■ PROBLEM TO SOLVE ■
Repeat all of the data exactly. Leave nothing out.

(Stored items)
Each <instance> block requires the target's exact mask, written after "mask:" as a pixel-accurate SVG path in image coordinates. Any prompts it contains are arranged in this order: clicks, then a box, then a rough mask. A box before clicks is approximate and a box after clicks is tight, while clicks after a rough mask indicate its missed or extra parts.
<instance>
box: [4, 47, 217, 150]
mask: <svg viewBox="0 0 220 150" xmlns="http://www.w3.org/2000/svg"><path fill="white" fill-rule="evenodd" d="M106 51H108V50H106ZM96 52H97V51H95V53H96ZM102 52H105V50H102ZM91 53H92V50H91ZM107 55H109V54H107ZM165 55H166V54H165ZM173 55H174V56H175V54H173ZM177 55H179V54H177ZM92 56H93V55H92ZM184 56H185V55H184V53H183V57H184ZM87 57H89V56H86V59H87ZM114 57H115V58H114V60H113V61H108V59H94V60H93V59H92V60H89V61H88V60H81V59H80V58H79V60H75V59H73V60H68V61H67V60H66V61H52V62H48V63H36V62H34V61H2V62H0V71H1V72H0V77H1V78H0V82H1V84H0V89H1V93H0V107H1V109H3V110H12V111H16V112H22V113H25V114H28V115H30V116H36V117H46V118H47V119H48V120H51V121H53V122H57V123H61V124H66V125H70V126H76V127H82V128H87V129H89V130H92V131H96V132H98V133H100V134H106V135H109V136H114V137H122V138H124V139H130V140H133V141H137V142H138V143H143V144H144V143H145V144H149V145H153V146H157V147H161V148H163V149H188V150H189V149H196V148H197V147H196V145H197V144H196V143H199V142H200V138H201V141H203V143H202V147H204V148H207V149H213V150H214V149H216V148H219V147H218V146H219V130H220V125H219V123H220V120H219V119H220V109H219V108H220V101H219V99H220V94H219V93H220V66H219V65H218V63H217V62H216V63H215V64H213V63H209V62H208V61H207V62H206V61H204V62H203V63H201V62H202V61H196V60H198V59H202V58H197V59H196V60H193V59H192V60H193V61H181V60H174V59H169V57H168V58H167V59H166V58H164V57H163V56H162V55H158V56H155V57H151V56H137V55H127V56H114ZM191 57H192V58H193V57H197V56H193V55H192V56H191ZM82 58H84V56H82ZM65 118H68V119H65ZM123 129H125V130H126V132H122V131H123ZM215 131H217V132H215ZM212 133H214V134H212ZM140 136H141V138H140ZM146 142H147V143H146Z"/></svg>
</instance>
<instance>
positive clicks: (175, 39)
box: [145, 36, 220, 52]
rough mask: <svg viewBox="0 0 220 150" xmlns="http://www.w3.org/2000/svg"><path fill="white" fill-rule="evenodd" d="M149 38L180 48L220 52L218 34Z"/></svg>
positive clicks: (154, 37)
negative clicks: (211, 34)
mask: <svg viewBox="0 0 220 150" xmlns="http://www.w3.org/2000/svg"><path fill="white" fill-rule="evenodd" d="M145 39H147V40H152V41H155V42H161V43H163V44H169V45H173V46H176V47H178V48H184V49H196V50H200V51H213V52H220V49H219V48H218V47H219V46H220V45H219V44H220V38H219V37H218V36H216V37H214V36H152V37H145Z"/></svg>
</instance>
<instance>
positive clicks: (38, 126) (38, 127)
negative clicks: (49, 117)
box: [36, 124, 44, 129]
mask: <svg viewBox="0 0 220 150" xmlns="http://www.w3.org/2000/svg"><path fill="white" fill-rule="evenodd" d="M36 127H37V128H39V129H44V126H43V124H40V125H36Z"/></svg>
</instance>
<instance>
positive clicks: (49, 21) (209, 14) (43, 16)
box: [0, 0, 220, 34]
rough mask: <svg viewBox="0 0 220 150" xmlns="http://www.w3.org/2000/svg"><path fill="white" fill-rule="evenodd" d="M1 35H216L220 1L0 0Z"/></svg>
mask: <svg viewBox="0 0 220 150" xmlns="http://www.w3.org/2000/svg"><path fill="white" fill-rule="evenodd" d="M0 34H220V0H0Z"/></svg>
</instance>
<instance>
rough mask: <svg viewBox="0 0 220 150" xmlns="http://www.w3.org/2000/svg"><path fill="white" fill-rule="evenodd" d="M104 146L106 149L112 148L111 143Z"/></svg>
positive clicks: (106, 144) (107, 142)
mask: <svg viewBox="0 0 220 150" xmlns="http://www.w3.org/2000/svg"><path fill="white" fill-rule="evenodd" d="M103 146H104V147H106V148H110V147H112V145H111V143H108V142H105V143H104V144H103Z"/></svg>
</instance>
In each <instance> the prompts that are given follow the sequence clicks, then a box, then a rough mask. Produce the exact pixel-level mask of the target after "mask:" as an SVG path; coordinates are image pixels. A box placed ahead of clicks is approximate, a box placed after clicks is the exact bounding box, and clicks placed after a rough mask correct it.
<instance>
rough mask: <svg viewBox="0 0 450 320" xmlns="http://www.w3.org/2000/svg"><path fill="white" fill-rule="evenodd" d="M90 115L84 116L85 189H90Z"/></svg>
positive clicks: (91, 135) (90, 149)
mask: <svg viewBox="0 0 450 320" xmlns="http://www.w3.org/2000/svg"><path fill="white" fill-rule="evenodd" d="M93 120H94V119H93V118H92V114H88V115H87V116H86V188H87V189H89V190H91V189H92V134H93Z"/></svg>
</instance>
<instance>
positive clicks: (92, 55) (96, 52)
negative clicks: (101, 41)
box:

■ WRITTEN REPLY ■
Each <instance> block requires the target's exact mask, written after "mask:" as a pixel-accurate SVG path in image coordinates. Any prompts it contains are arranged in this order: clicks, then a box, then a rough mask. A box before clicks is approximate and a box after clicks is tight, while clicks after a rough mask indicate its missed or extra parts.
<instance>
box: [4, 47, 217, 150]
mask: <svg viewBox="0 0 220 150" xmlns="http://www.w3.org/2000/svg"><path fill="white" fill-rule="evenodd" d="M106 51H108V50H106ZM96 52H97V51H95V53H96ZM102 52H105V50H102ZM91 53H92V50H91ZM107 55H109V54H107ZM165 55H166V54H165ZM173 55H174V56H175V54H173ZM177 55H179V54H177ZM92 56H93V55H92ZM184 56H185V55H184V53H183V57H184ZM87 57H89V56H86V59H87ZM114 57H115V58H114V60H113V61H108V59H94V60H93V59H92V60H89V61H88V60H81V59H80V58H79V60H75V59H73V60H68V61H67V60H66V61H52V62H48V63H36V62H34V61H2V62H0V71H1V72H0V77H1V78H0V82H1V84H0V89H1V93H0V107H1V109H3V110H12V111H16V112H22V113H25V114H28V115H30V116H36V117H46V118H47V119H48V120H51V121H53V122H57V123H61V124H66V125H70V126H76V127H82V128H87V129H89V130H92V131H96V132H98V133H100V134H106V135H109V136H114V137H122V138H124V139H130V140H133V141H137V142H138V143H143V144H144V143H145V144H149V145H153V146H157V147H161V148H163V149H188V150H189V149H196V148H197V147H196V145H197V144H196V143H199V142H200V138H201V141H203V143H202V147H204V148H207V149H213V150H214V149H216V148H219V147H218V146H219V130H220V125H219V123H220V120H219V119H220V109H219V108H220V101H219V99H220V94H219V93H220V66H219V65H218V63H217V62H216V63H215V64H213V63H209V62H208V61H207V62H206V61H204V62H203V63H201V62H202V61H196V60H198V59H202V58H197V59H196V60H193V59H192V60H193V61H181V60H174V59H169V57H168V58H167V59H166V58H164V57H163V56H162V55H158V56H155V57H151V56H137V55H127V56H114ZM191 57H192V58H193V57H197V56H193V55H192V56H191ZM82 58H84V56H82ZM65 118H68V119H65ZM123 129H125V130H126V132H122V131H123ZM215 131H217V132H215ZM212 133H214V134H212ZM140 136H141V138H140ZM146 142H147V143H146Z"/></svg>
</instance>
<instance>
positive clicks: (175, 39)
box: [145, 36, 220, 52]
rough mask: <svg viewBox="0 0 220 150" xmlns="http://www.w3.org/2000/svg"><path fill="white" fill-rule="evenodd" d="M149 38L180 48L220 52L218 34Z"/></svg>
positive clicks: (154, 37)
negative clicks: (211, 34)
mask: <svg viewBox="0 0 220 150" xmlns="http://www.w3.org/2000/svg"><path fill="white" fill-rule="evenodd" d="M145 39H147V40H152V41H155V42H161V43H163V44H169V45H173V46H176V47H178V48H184V49H196V50H200V51H213V52H220V49H219V48H218V47H219V46H220V45H219V44H220V38H219V37H218V36H216V37H214V36H152V37H145Z"/></svg>
</instance>
<instance>
positive clicks: (38, 126) (38, 127)
negative clicks: (49, 117)
box: [36, 124, 44, 129]
mask: <svg viewBox="0 0 220 150" xmlns="http://www.w3.org/2000/svg"><path fill="white" fill-rule="evenodd" d="M36 127H37V128H39V129H44V126H43V124H40V125H36Z"/></svg>
</instance>
<instance>
positive clicks: (49, 21) (209, 14) (43, 16)
box: [0, 0, 220, 34]
rough mask: <svg viewBox="0 0 220 150" xmlns="http://www.w3.org/2000/svg"><path fill="white" fill-rule="evenodd" d="M1 35H216L220 1L0 0Z"/></svg>
mask: <svg viewBox="0 0 220 150" xmlns="http://www.w3.org/2000/svg"><path fill="white" fill-rule="evenodd" d="M0 34H220V0H0Z"/></svg>
</instance>
<instance>
rough mask: <svg viewBox="0 0 220 150" xmlns="http://www.w3.org/2000/svg"><path fill="white" fill-rule="evenodd" d="M104 146L106 149L112 148L111 143Z"/></svg>
positive clicks: (106, 144) (107, 142)
mask: <svg viewBox="0 0 220 150" xmlns="http://www.w3.org/2000/svg"><path fill="white" fill-rule="evenodd" d="M103 146H104V147H106V148H110V147H112V145H111V143H108V142H105V143H104V144H103Z"/></svg>
</instance>
In each <instance> the prompts that are given follow the sequence clicks, then a box, then a rough mask. Produce the exact pixel-level mask of the target after "mask:" as an SVG path; coordinates are image pixels. A box placed ahead of clicks is approximate, a box placed after clicks is the exact bounding box, and clicks placed after a rough mask correct it.
<instance>
rough mask: <svg viewBox="0 0 450 320" xmlns="http://www.w3.org/2000/svg"><path fill="white" fill-rule="evenodd" d="M90 115L84 116L85 189H90Z"/></svg>
positive clicks: (91, 135) (90, 149)
mask: <svg viewBox="0 0 450 320" xmlns="http://www.w3.org/2000/svg"><path fill="white" fill-rule="evenodd" d="M93 120H94V119H93V118H92V114H88V115H87V116H86V188H87V189H89V190H91V189H92V134H93Z"/></svg>
</instance>
<instance>
positive clicks: (92, 55) (96, 52)
negative clicks: (101, 41)
box:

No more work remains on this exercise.